__TEXT TO READ__
■ ■ ■ ■ ■ ■ ■

Date: Wed, 5 Apr 2000 11:01:22 -0400
From: Michael A. Covington <>
Subject: Re: Political action by linguistic organization

To answer a question that came up, my understanding is that the Illinois
(UIUC) motions were all introduced and voted on at the most recent LSA
business meeting. The ERA and gay rights boycotts, however, apparently came
out of the Executive Committee and/or the Secretariat without formally being
put before the members. Note that the gay rights boycott extends to about
half of the 50 states, not just a few.

At least one person made the very good point that if the LSA is to have a
political agenda, it needs a more orderly process for setting it. We could
find *hundreds* of issues that, arguably, deserve political action. We
could also find things to object to in the laws of *any* state or region.
So do we go after all of them, or do we set priorities in some way, or do we
stick to linguistics?

What concerns me more is that an LSA boycott is mostly an action taken by
the LSA against its own profession and its own members. Governments feel
very little pressure from the LSA; but members and potential members are
harmed when their national society decides not to be fully functional in a
particular region.

■ ■ ■ ■ ■ ■ ■

__AVAILABLE RECORDS__

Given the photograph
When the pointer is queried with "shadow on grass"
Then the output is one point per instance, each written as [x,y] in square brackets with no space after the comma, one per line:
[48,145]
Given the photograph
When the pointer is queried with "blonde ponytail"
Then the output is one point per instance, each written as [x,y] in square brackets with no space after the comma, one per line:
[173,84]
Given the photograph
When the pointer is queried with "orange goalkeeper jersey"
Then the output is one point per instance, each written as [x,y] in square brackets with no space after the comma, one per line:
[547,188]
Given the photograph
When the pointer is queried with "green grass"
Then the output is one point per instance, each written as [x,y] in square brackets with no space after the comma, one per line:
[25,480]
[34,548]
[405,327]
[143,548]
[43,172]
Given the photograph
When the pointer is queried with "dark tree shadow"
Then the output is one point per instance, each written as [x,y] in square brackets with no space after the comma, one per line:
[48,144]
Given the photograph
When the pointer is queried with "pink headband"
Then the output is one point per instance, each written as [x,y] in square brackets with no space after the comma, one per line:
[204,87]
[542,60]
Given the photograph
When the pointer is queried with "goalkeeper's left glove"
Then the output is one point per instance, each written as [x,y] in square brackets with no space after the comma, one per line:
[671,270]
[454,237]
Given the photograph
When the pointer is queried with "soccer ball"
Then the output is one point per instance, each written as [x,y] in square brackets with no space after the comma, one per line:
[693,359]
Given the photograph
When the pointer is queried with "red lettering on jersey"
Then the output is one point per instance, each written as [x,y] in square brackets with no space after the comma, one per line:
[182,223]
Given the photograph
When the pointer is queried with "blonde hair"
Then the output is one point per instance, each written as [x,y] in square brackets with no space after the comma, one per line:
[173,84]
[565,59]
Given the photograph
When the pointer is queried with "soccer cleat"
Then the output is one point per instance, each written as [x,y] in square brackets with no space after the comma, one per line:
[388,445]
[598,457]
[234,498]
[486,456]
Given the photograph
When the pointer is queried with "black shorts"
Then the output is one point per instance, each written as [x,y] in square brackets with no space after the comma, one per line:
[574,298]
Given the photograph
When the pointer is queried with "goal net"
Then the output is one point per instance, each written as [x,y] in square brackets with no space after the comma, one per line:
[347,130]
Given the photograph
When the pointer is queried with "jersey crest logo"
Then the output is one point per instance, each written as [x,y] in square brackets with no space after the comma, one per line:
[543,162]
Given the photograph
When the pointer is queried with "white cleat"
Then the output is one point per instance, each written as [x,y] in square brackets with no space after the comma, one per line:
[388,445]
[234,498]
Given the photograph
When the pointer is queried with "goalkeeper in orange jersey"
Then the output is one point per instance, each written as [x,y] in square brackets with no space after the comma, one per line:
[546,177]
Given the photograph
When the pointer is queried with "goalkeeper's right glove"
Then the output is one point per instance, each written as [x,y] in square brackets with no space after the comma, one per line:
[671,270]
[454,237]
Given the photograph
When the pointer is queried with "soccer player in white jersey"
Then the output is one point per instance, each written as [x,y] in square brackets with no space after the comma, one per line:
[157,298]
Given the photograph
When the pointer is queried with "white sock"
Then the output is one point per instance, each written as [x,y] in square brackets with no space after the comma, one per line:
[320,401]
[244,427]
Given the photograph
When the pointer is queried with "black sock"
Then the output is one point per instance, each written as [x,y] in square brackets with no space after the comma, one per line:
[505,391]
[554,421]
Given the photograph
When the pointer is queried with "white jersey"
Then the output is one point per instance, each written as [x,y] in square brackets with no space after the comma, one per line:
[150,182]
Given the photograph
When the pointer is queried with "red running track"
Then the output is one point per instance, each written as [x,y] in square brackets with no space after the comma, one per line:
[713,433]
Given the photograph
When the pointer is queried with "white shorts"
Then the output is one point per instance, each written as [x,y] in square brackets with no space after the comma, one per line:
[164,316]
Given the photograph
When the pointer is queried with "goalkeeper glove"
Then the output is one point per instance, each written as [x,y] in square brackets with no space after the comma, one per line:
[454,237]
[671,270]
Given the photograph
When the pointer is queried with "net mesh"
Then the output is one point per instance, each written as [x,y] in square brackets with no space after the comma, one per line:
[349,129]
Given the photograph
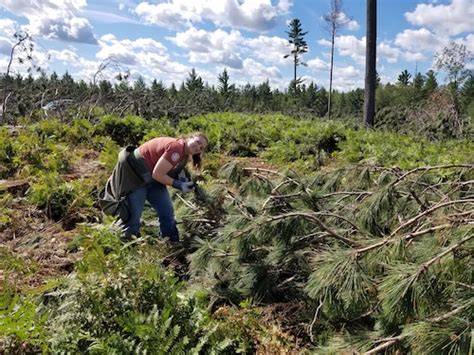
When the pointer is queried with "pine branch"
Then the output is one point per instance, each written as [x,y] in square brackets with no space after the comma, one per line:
[321,225]
[274,197]
[386,342]
[406,224]
[430,262]
[428,168]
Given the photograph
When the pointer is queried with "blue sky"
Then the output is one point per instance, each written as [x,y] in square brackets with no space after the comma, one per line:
[164,40]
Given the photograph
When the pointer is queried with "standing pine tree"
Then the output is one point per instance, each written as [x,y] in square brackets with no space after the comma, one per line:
[370,63]
[335,20]
[296,40]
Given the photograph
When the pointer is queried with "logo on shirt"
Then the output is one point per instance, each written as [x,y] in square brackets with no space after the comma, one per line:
[175,157]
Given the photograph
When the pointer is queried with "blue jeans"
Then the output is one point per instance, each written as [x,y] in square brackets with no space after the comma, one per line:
[158,196]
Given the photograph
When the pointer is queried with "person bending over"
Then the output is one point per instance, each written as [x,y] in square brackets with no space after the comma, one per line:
[163,159]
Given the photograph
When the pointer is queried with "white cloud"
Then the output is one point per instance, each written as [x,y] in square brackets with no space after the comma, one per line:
[352,47]
[259,72]
[211,47]
[269,49]
[452,19]
[419,40]
[253,15]
[351,24]
[413,56]
[318,64]
[391,54]
[56,19]
[8,27]
[5,46]
[468,42]
[66,56]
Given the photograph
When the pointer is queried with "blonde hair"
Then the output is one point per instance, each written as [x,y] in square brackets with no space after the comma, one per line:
[196,158]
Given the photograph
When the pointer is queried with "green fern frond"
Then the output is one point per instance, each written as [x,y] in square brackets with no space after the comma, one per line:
[453,336]
[256,186]
[341,283]
[376,213]
[232,172]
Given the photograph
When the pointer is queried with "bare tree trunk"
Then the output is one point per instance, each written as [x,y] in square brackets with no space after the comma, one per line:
[294,79]
[370,61]
[333,35]
[5,97]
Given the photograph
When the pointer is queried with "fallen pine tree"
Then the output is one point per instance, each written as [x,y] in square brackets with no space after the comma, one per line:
[380,258]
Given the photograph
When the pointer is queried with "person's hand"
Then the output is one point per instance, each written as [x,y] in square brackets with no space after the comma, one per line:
[182,176]
[184,186]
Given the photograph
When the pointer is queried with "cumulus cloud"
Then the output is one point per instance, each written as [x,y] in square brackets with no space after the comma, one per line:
[351,46]
[5,46]
[8,27]
[211,47]
[269,49]
[143,55]
[56,19]
[318,64]
[452,19]
[413,56]
[352,25]
[253,15]
[66,56]
[259,72]
[419,40]
[391,54]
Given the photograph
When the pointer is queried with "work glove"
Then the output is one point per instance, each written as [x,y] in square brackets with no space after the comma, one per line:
[182,176]
[184,186]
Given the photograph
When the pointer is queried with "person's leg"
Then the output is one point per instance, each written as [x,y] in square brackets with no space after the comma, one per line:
[159,198]
[136,202]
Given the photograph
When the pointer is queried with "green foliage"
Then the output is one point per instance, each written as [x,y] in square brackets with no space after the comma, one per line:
[58,198]
[406,152]
[128,130]
[122,300]
[342,297]
[20,323]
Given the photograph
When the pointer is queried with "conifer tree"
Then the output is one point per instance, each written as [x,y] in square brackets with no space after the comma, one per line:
[299,47]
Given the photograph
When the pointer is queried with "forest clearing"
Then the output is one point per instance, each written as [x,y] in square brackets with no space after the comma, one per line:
[237,177]
[334,250]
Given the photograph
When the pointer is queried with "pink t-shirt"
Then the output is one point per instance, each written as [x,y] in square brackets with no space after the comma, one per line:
[172,149]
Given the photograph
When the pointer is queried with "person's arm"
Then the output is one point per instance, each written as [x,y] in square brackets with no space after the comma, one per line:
[161,170]
[160,174]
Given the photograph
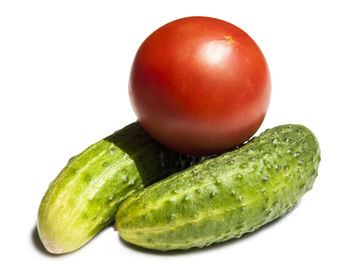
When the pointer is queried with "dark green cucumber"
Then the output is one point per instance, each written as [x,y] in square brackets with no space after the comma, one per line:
[224,197]
[85,196]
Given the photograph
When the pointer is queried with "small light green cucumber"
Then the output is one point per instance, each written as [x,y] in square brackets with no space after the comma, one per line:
[85,195]
[226,196]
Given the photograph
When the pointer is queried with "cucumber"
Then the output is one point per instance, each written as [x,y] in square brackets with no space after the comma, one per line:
[226,196]
[85,195]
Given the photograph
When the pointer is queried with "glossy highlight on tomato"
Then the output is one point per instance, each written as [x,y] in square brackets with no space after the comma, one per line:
[200,85]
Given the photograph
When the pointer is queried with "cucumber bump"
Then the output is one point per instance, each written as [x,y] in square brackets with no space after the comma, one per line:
[226,196]
[85,195]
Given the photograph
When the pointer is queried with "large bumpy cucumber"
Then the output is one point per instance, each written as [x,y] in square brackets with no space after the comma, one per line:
[224,197]
[84,197]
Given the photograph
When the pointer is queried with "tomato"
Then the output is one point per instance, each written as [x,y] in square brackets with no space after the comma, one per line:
[200,85]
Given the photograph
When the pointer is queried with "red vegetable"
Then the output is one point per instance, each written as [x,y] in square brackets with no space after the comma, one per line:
[200,85]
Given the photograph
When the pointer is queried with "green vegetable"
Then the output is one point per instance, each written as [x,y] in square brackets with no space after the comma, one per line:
[85,196]
[224,197]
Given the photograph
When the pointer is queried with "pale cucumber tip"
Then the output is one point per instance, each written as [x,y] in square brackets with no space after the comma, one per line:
[52,247]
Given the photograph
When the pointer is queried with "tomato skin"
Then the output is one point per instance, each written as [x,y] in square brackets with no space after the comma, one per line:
[200,85]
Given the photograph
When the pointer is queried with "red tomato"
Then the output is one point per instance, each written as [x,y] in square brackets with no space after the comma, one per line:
[200,85]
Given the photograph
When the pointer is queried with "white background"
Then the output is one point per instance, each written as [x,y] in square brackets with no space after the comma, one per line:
[64,68]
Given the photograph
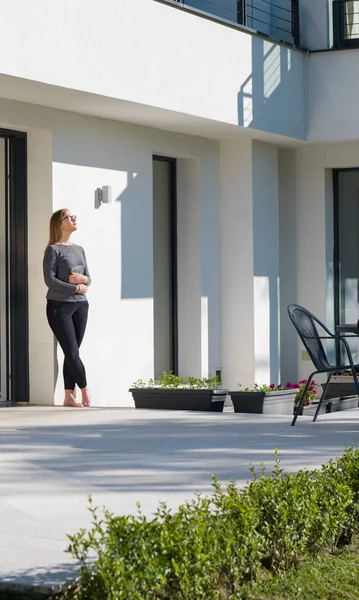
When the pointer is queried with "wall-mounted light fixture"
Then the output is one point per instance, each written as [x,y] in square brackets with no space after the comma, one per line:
[103,195]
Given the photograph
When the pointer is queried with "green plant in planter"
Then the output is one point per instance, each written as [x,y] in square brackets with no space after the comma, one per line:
[310,397]
[170,381]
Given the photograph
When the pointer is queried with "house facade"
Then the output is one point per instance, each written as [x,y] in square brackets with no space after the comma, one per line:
[210,151]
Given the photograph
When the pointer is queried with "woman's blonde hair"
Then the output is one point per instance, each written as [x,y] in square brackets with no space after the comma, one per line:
[55,226]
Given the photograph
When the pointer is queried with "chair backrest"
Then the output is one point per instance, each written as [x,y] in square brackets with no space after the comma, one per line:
[305,324]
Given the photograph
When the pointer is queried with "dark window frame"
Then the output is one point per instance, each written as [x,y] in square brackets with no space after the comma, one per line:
[16,240]
[339,41]
[174,259]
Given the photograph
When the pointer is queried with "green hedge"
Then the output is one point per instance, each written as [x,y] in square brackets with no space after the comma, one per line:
[213,545]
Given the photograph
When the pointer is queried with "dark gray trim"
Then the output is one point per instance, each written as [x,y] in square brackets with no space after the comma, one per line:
[230,24]
[174,259]
[336,254]
[16,265]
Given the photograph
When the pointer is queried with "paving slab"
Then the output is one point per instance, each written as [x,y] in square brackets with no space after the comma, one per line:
[52,458]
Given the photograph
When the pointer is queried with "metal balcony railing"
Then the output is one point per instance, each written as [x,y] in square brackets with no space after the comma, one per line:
[278,19]
[346,23]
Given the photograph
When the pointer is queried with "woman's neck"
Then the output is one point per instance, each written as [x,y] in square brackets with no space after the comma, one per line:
[65,240]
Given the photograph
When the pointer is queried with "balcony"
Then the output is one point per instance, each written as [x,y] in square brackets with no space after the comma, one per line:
[346,23]
[277,19]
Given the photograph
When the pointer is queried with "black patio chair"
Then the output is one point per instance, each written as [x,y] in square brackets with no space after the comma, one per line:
[306,326]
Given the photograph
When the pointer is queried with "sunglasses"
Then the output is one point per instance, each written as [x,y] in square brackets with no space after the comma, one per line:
[69,218]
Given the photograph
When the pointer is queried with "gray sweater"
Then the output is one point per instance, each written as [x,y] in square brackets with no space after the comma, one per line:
[59,260]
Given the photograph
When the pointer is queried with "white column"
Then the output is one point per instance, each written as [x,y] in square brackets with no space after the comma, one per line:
[266,262]
[288,234]
[210,264]
[236,218]
[41,340]
[189,268]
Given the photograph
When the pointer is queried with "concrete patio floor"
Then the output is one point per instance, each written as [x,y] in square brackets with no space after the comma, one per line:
[51,458]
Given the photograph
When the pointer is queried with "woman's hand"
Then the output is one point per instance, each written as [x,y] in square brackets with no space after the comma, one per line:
[82,288]
[77,278]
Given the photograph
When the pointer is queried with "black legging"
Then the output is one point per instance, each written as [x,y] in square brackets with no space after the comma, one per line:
[68,322]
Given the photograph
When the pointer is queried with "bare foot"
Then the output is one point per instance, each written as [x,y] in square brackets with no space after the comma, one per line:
[86,397]
[72,402]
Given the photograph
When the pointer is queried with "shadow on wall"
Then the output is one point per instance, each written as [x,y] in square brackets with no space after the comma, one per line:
[272,97]
[136,238]
[98,148]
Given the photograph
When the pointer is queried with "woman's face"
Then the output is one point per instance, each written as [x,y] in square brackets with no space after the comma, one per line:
[68,222]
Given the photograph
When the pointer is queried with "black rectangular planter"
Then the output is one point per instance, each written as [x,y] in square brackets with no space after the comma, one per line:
[341,389]
[280,402]
[329,406]
[179,399]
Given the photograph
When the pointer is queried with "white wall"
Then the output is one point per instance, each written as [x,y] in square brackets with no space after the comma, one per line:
[315,23]
[85,154]
[306,212]
[332,116]
[266,262]
[42,364]
[236,218]
[153,54]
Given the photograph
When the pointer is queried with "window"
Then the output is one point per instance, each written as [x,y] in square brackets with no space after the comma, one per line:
[346,23]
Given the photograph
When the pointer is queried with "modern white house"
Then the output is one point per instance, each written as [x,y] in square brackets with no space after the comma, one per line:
[210,150]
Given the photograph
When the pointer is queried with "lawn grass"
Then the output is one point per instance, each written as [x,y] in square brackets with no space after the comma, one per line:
[332,576]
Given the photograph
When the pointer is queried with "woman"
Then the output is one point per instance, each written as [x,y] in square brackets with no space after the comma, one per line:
[67,277]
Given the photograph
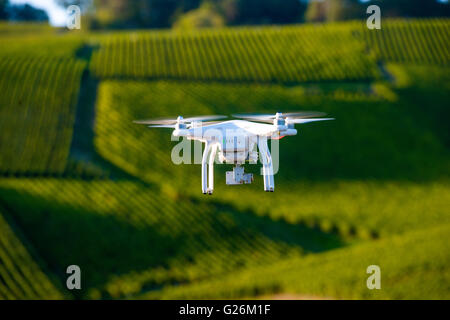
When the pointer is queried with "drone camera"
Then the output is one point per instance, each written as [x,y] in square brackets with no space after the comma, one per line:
[237,176]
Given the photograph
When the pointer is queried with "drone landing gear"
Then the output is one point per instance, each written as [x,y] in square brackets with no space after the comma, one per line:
[209,156]
[266,159]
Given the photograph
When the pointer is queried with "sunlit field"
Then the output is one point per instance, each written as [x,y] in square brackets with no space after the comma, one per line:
[80,183]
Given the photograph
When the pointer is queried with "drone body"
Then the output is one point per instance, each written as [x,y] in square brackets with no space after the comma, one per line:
[236,142]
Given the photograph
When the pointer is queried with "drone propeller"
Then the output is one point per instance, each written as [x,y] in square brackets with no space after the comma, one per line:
[298,121]
[268,118]
[171,122]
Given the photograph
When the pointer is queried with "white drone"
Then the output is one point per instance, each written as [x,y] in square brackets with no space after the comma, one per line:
[234,141]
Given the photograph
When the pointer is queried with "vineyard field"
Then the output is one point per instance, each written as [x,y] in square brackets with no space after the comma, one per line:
[412,41]
[38,104]
[267,54]
[417,259]
[81,183]
[20,275]
[126,225]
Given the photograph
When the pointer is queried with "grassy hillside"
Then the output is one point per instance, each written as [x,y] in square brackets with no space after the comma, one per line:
[20,275]
[413,266]
[371,187]
[266,54]
[37,113]
[125,229]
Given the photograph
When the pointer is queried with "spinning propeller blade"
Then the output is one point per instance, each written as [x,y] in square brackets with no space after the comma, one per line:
[298,121]
[268,118]
[162,122]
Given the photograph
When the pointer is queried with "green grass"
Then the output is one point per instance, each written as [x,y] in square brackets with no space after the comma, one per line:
[123,230]
[20,275]
[371,187]
[413,266]
[425,41]
[37,113]
[267,54]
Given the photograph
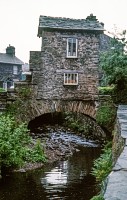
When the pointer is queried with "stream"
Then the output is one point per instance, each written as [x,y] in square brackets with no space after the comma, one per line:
[66,179]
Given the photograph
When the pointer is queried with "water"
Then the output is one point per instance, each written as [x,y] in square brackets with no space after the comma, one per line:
[65,180]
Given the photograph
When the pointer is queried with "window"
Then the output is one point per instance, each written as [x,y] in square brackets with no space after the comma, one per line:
[71,47]
[15,69]
[70,79]
[5,85]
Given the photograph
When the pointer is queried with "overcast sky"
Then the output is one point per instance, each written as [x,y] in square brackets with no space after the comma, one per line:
[19,19]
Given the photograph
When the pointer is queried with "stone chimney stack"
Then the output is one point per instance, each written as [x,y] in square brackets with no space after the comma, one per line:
[10,50]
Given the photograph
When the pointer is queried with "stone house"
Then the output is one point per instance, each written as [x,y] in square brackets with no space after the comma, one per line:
[67,65]
[10,68]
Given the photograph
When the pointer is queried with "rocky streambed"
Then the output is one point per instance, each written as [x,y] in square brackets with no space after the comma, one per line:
[60,142]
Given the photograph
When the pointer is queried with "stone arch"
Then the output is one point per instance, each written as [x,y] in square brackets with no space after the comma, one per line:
[87,109]
[40,107]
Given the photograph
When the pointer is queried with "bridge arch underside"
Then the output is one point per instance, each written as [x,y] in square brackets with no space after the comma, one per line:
[52,111]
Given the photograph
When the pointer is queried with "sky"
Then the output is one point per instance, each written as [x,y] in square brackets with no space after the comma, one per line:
[19,19]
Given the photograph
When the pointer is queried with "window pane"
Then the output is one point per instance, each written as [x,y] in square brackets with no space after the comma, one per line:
[15,70]
[71,79]
[72,47]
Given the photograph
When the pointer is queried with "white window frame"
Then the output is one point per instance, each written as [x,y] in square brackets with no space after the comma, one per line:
[15,69]
[5,86]
[70,78]
[70,47]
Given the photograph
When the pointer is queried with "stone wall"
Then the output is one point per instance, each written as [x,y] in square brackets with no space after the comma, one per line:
[3,101]
[49,66]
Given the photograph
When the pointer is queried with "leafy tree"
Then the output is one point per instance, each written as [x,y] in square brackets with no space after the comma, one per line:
[16,145]
[114,62]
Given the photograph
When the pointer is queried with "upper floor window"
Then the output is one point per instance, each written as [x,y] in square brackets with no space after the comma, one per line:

■ ■ ■ ■ ■ ■ ■

__THE TASKS__
a) Please set down, word for word, the part of the message about LSA political action that opens with the words "To answer a" and closes with "state or region.".
b) Report every line of the listing that contains the string "stone", treating uppercase and lowercase letters as different.

__COMPLETE ANSWERS__
a)
To answer a question that came up, my understanding is that the Illinois
(UIUC) motions were all introduced and voted on at the most recent LSA
business meeting. The ERA and gay rights boycotts, however, apparently came
out of the Executive Committee and/or the Secretariat without formally being
put before the members. Note that the gay rights boycott extends to about
half of the 50 states, not just a few.

At least one person made the very good point that if the LSA is to have a
political agenda, it needs a more orderly process for setting it. We could
find *hundreds* of issues that, arguably, deserve political action. We
could also find things to object to in the laws of *any* state or region.

b)
When the pointer is queried with "stone chimney stack"
When the pointer is queried with "stone house"
When the pointer is queried with "stone arch"
When the pointer is queried with "stone wall"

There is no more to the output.